TASK 1:
In the text on patient-centered medical homes, who is named as the author of the White Paper?
TASK 2:
Duplicate the passage of the medical home text between "In this months" and "the Brief paper.", inclusive.

EXTRACT:
We know that the greatest challenge facing our health system is to provide effective care for patients with complex and chronic conditions.
The US Agency for Healthcare Research and Quality addresses this question in a recent White Paper, “Cooordinating Care for Adults with Complex Care Needs in the Patient-Centered Medical Home: Challenges and Solutions”
In this months Annals of Family Medicine, the White Paper author Eugene Rich summaries the policies and strategies developed to help typical, smaller primary care practices transform into effective medical homes that appropriately serve patients with complex needs. All the programs that they studied allow patients with complex needs to maintain existing relationships with their primary care clinicians while giving small practices the resources to overcome barriers to providing excellent care to these patients. A further ‘brief paper’ Ensuring that Patient Centered Medical Homes Effectively Serve Patients with Complex Needs also accompanies the AHRQ White Paper. The summary below draws from the Annals article and the Brief paper.
The patient-centered medical home (PCMH) is a model for strengthening primary care through the reorganization of existing practices to provide patient-centered, comprehensive, coordinated, and accessible care that is continuously improved through a systems-based approach to quality and safety. Agency for Healthcare Research and Quality (AHRQ). What is the PCMH? AHRQ’s definition of the medical home?

PROVIDED INFORMATION:
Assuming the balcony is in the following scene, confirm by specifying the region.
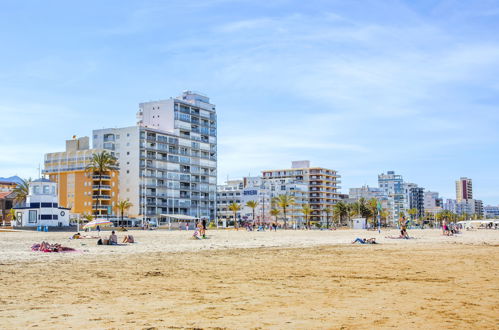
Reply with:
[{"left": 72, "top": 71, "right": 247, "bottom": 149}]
[
  {"left": 92, "top": 174, "right": 111, "bottom": 180},
  {"left": 92, "top": 184, "right": 111, "bottom": 190},
  {"left": 92, "top": 195, "right": 111, "bottom": 200},
  {"left": 92, "top": 205, "right": 110, "bottom": 210}
]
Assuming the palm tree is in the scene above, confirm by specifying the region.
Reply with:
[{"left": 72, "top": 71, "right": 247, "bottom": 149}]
[
  {"left": 301, "top": 204, "right": 312, "bottom": 229},
  {"left": 9, "top": 209, "right": 17, "bottom": 226},
  {"left": 246, "top": 201, "right": 258, "bottom": 223},
  {"left": 323, "top": 206, "right": 333, "bottom": 229},
  {"left": 273, "top": 194, "right": 295, "bottom": 229},
  {"left": 407, "top": 208, "right": 418, "bottom": 227},
  {"left": 228, "top": 203, "right": 241, "bottom": 230},
  {"left": 333, "top": 201, "right": 348, "bottom": 225},
  {"left": 379, "top": 209, "right": 390, "bottom": 225},
  {"left": 85, "top": 150, "right": 118, "bottom": 215},
  {"left": 116, "top": 199, "right": 133, "bottom": 226},
  {"left": 367, "top": 198, "right": 378, "bottom": 228},
  {"left": 12, "top": 178, "right": 31, "bottom": 205},
  {"left": 270, "top": 208, "right": 281, "bottom": 225}
]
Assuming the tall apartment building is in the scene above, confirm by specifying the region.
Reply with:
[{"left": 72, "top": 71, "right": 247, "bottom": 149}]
[
  {"left": 262, "top": 161, "right": 340, "bottom": 227},
  {"left": 378, "top": 171, "right": 405, "bottom": 221},
  {"left": 217, "top": 176, "right": 276, "bottom": 226},
  {"left": 404, "top": 183, "right": 425, "bottom": 218},
  {"left": 483, "top": 205, "right": 499, "bottom": 219},
  {"left": 93, "top": 91, "right": 217, "bottom": 223},
  {"left": 43, "top": 136, "right": 119, "bottom": 215},
  {"left": 217, "top": 180, "right": 244, "bottom": 227},
  {"left": 456, "top": 178, "right": 473, "bottom": 203}
]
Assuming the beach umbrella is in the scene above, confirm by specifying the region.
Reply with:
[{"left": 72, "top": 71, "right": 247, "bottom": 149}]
[{"left": 83, "top": 219, "right": 113, "bottom": 229}]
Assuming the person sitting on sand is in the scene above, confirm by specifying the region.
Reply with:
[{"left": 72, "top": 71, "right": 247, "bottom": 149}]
[
  {"left": 352, "top": 237, "right": 367, "bottom": 244},
  {"left": 109, "top": 230, "right": 118, "bottom": 245},
  {"left": 352, "top": 237, "right": 378, "bottom": 244},
  {"left": 123, "top": 235, "right": 135, "bottom": 243},
  {"left": 192, "top": 226, "right": 201, "bottom": 239}
]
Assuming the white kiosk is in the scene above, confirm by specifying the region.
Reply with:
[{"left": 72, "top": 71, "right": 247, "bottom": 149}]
[{"left": 14, "top": 178, "right": 70, "bottom": 227}]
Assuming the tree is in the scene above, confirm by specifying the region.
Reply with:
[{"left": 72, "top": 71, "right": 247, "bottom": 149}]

EXERCISE SOLUTION 1:
Eugene Rich

EXERCISE SOLUTION 2:
In this months Annals of Family Medicine, the White Paper author Eugene Rich summaries the policies and strategies developed to help typical, smaller primary care practices transform into effective medical homes that appropriately serve patients with complex needs. All the programs that they studied allow patients with complex needs to maintain existing relationships with their primary care clinicians while giving small practices the resources to overcome barriers to providing excellent care to these patients. A further ‘brief paper’ Ensuring that Patient Centered Medical Homes Effectively Serve Patients with Complex Needs also accompanies the AHRQ White Paper. The summary below draws from the Annals article and the Brief paper.